EXCERTO
▶
Vozes do PCP: — Bem lembrado!

O Sr. António Filipe (PCP): — É mesmo de histórias destas que estamos a falar, Sr. Presidente e Srs. Deputados. O objectivo do PCP, ao propor a tipificação do crime de enriquecimento ilícito, é impedir que histórias como esta tenham um final feliz para os corruptos.

Vozes do PCP: — Muito bem!

O Sr. António Filipe (PCP): — Há muitos anos que esta Assembleia discute a corrupção e os meios para a combater. Em Fevereiro de 2007, foram aqui discutidas 14 iniciativas parlamentares no âmbito do que ficou conhecido como o «pacote da corrupção». Todas as iniciativas baixaram sem votação para poderem ser objecto de discussão na especialidade. Foi promovido um colóquio parlamentar sobre o combate à corrupção, com a participação de eminentes personalidades nacionais e estrangeiras. Mas, um ano depois, quando se concluiu a apreciação na especialidade de todos os diplomas, o resultado foi uma tremenda decepção. Não que os sete artigos aprovados fossem negativos, mas porque o que foi aprovado ficou muitíssimo aquém das expectativas que foram criadas.
O processo legislativo sobre a corrupção que correu nesta Assembleia entre 2007 e 2008 foi uma oportunidade perdida, não correspondeu às expectativas criadas, não prestigiou a Assembleia da República, não deu o contributo legislativo que se impunha para dar combate a comportamentos criminosos que minam a credibilidade do Estado democrático. E isso aconteceu porque não houve da parte da maioria do Partido Socialista a abertura para aprovar propostas vindas de outros grupos parlamentares, e mesmo de Deputados do seu grupo parlamentar, que teriam um impacto real no combate à corrupção e à criminalidade de colarinho branco.
◀
LINHAS DE DADOS
▶
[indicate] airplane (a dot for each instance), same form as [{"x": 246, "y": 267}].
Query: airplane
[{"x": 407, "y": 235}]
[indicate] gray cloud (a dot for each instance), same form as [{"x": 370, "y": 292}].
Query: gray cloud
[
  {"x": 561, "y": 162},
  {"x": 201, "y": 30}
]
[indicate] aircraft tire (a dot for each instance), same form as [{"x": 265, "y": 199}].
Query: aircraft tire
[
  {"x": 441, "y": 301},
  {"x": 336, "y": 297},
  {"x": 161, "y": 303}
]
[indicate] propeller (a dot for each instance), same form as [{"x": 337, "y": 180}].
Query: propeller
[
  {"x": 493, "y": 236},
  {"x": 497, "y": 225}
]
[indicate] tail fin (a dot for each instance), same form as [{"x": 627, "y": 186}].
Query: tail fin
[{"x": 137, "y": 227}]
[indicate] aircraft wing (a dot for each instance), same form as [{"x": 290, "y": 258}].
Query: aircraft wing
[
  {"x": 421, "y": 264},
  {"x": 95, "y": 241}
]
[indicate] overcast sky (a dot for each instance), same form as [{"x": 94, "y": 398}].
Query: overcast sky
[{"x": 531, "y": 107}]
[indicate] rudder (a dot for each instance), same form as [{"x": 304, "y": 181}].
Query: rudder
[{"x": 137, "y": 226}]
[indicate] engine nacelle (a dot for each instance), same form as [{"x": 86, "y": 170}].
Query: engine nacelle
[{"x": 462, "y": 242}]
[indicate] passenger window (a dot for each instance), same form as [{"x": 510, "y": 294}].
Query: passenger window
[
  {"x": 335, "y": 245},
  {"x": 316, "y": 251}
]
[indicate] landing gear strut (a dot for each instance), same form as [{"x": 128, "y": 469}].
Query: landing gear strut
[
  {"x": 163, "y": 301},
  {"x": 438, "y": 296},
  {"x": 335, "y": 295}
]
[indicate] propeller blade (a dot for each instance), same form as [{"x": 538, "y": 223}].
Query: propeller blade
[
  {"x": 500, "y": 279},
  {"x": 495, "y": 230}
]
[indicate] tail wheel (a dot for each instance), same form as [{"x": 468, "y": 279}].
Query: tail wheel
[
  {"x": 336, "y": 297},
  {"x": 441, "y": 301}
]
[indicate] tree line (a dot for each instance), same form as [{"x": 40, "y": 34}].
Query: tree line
◀
O QUE FAZER
[1] Responda a estas perguntas sobre o excerto, marcando as respostas com (a), (b) e (c):
(a) Quantas iniciativas parlamentares foram discutidas em Fevereiro de 2007?
(b) Quantos artigos foram aprovados no fim da apreciação na especialidade?
(c) A falta de abertura de quem é apontada para aprovar propostas de outros grupos parlamentares?
[2] Diga se cada afirmação está de acordo com o excerto. Responda sim ou não e cite as palavras do excerto que o decidem.
(a) As iniciativas de Fevereiro de 2007 foram votadas antes de seguirem para a especialidade.
(b) Houve um colóquio parlamentar sobre o combate à corrupção com personalidades nacionais e estrangeiras.
(c) O orador considera negativos os artigos aprovados.
Nenhuma tarefa precisa das linhas de dados.

RESPOSTAS POR TAREFA
[1]
(a) 14 iniciativas parlamentares.
(b) Sete artigos.
(c) Da maioria do Partido Socialista.

[2]
(a) Não: «Todas as iniciativas baixaram sem votação para poderem ser objecto de discussão na especialidade.»
(b) Sim: «Foi promovido um colóquio parlamentar sobre o combate à corrupção, com a participação de eminentes personalidades nacionais e estrangeiras.»
(c) Não: «Não que os sete artigos aprovados fossem negativos»